(Picture annotation rows)
* * * * * * * * *
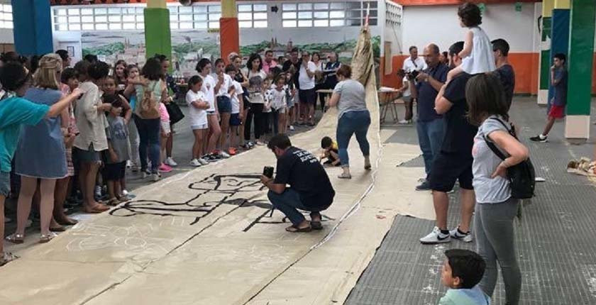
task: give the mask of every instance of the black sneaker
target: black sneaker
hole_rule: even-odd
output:
[[[540,142],[540,143],[546,143],[546,142],[548,141],[547,140],[548,138],[548,136],[547,136],[547,135],[544,135],[543,138],[542,135],[538,135],[535,137],[530,138],[530,140],[531,141],[534,141],[534,142]]]
[[[424,181],[420,185],[416,187],[416,191],[430,191],[431,190],[431,184],[429,183],[428,181]]]

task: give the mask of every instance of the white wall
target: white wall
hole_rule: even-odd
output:
[[[512,3],[487,4],[480,26],[491,40],[507,40],[511,52],[538,52],[534,42],[538,16],[534,6],[534,3],[522,4],[522,11],[518,12]],[[457,6],[404,7],[402,52],[407,54],[410,45],[420,49],[431,43],[446,50],[453,43],[463,40],[465,30],[459,25],[457,10]]]

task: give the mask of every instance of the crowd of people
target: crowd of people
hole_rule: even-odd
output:
[[[269,134],[313,126],[316,91],[335,87],[341,65],[334,52],[326,64],[319,53],[298,54],[293,49],[287,60],[277,60],[270,50],[265,58],[252,54],[245,68],[236,53],[214,62],[203,58],[185,93],[162,55],[143,67],[123,60],[111,67],[92,55],[72,62],[63,50],[42,57],[3,54],[0,235],[6,198],[18,203],[16,230],[6,240],[24,241],[33,206],[39,241],[46,243],[77,223],[65,214],[67,199],[78,198],[85,213],[101,213],[130,200],[128,171],[156,182],[177,166],[174,124],[184,116],[174,102],[177,95],[185,94],[189,106],[194,167],[266,145]],[[320,98],[324,109],[326,99]],[[4,265],[14,256],[2,245]]]

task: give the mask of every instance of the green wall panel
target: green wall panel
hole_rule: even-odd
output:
* * * * * * * * *
Request => Please revise all the rows above, replacing "white wall" with "gray wall" and leaving everything else unchanged. Leave the pictures out of your answer.

Task answer =>
task: give the mask of every instance of the black sneaker
target: black sneaker
hole_rule: even-odd
output:
[[[540,142],[540,143],[546,143],[546,142],[548,141],[547,140],[548,138],[548,136],[547,136],[547,135],[544,135],[543,138],[542,135],[538,135],[535,137],[530,138],[530,140],[531,141],[534,141],[534,142]]]
[[[424,181],[420,185],[416,187],[416,191],[430,191],[431,190],[431,184],[429,183],[428,181]]]

task: give the mask of every instance of the gray wall
target: gray wall
hole_rule: even-odd
output:
[[[512,3],[487,4],[480,26],[491,40],[507,40],[511,52],[538,52],[534,42],[538,16],[534,6],[534,3],[522,4],[522,11],[518,12]],[[457,6],[404,7],[402,52],[407,54],[410,45],[420,49],[431,43],[446,50],[453,43],[463,40],[465,30],[459,25],[457,10]]]

task: give the mask of every instance of the crowd of people
target: crowd of people
hole_rule: even-odd
output:
[[[269,134],[313,126],[316,91],[335,87],[341,65],[334,52],[326,64],[319,53],[298,54],[293,49],[287,60],[277,60],[270,50],[265,58],[252,54],[245,68],[236,53],[214,62],[203,58],[185,93],[162,55],[143,67],[123,60],[111,67],[92,55],[72,62],[63,50],[42,57],[3,54],[0,235],[6,198],[18,203],[16,230],[6,240],[24,241],[33,206],[39,241],[46,243],[77,223],[65,214],[67,199],[78,198],[85,213],[101,213],[130,200],[128,171],[156,182],[177,166],[174,124],[184,116],[174,102],[177,95],[185,94],[189,106],[194,167],[266,145]],[[320,98],[324,109],[326,99]],[[4,265],[14,256],[2,245]]]

task: give the mask of every instance of the green wall panel
target: green wall panel
hole_rule: even-odd
output:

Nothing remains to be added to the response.